■ **TASK BRIEF**:
From the data below, retype exactly the lines starting with the one that contains "Indicate one point per instance of the arch stone" and ending with the one that contains "Indicate one point per instance of the black", both included.

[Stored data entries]
────────
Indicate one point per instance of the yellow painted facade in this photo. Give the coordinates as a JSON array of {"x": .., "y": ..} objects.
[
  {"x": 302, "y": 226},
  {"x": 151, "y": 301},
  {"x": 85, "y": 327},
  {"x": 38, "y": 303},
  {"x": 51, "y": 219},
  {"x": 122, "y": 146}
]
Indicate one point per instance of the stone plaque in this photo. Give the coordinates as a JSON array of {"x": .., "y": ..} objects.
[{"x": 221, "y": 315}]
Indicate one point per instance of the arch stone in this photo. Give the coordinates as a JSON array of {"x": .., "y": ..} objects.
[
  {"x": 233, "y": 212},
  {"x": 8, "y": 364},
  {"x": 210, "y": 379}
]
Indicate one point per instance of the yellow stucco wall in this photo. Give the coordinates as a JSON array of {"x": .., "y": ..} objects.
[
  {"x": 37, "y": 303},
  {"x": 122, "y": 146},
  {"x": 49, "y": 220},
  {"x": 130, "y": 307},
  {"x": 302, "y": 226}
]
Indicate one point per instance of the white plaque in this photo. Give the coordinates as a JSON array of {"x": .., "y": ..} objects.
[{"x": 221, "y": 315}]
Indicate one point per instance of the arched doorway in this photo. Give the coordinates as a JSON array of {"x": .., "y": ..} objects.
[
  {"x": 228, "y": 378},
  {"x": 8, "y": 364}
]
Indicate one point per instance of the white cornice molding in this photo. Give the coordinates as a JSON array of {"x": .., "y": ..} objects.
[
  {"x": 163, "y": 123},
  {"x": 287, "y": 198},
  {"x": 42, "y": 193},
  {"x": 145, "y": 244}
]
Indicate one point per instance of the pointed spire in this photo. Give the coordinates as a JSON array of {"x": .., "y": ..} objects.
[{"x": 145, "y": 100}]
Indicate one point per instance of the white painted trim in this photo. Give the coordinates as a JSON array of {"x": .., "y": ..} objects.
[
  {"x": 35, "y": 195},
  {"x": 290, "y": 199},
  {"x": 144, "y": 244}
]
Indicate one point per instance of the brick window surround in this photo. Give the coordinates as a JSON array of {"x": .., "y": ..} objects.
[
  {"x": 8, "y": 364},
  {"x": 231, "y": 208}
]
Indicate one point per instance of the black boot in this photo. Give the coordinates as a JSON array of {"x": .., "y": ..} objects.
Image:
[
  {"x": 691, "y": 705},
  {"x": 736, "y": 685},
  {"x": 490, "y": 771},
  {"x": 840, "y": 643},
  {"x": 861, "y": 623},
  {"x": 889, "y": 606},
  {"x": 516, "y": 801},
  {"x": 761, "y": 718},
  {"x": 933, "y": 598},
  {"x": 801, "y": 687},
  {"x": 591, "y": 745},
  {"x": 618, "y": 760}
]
────────
■ **FINAL ANSWER**:
Indicate one point per instance of the arch stone in this photo. Give the coordinates as a JSON array of {"x": .., "y": ..} objects.
[
  {"x": 233, "y": 212},
  {"x": 8, "y": 364},
  {"x": 210, "y": 379}
]
Indicate one point per instance of the yellow stucco wall in this photo. Give the coordinates as a JSON array of {"x": .., "y": ..} objects.
[
  {"x": 37, "y": 303},
  {"x": 122, "y": 146},
  {"x": 49, "y": 220},
  {"x": 130, "y": 307},
  {"x": 302, "y": 226}
]
Indicate one point per instance of the white plaque in this photo. Give the coordinates as a JSON array of {"x": .., "y": ..} objects.
[{"x": 221, "y": 315}]
Indicate one point per instance of the arched doorway in this photo. Give the coordinates as a JSON array of {"x": .., "y": ..} objects.
[
  {"x": 228, "y": 378},
  {"x": 8, "y": 364}
]
Indicate one point per instance of the white cornice molding in this photo. Give the coordinates as a JSON array of {"x": .., "y": ..} objects.
[
  {"x": 163, "y": 123},
  {"x": 287, "y": 198},
  {"x": 42, "y": 193},
  {"x": 145, "y": 244}
]
Indicate one point per instance of the pointed spire in this photo. Give the coordinates as a JSON array of {"x": .., "y": ..} objects.
[{"x": 145, "y": 100}]
Indicate one point per instance of the white painted trim in this photo. Give the coordinates as a JSON array of {"x": .., "y": ..} objects.
[
  {"x": 35, "y": 195},
  {"x": 290, "y": 199},
  {"x": 144, "y": 244}
]
Indicate one point per instance of the brick window surround in this photo. Give the coordinates as a JSON array of {"x": .., "y": ..} objects.
[
  {"x": 8, "y": 364},
  {"x": 231, "y": 208}
]
Indicate one point per instance of the black boot in this photo. Give the coordinates as a JSON array of {"x": .., "y": ..} objects.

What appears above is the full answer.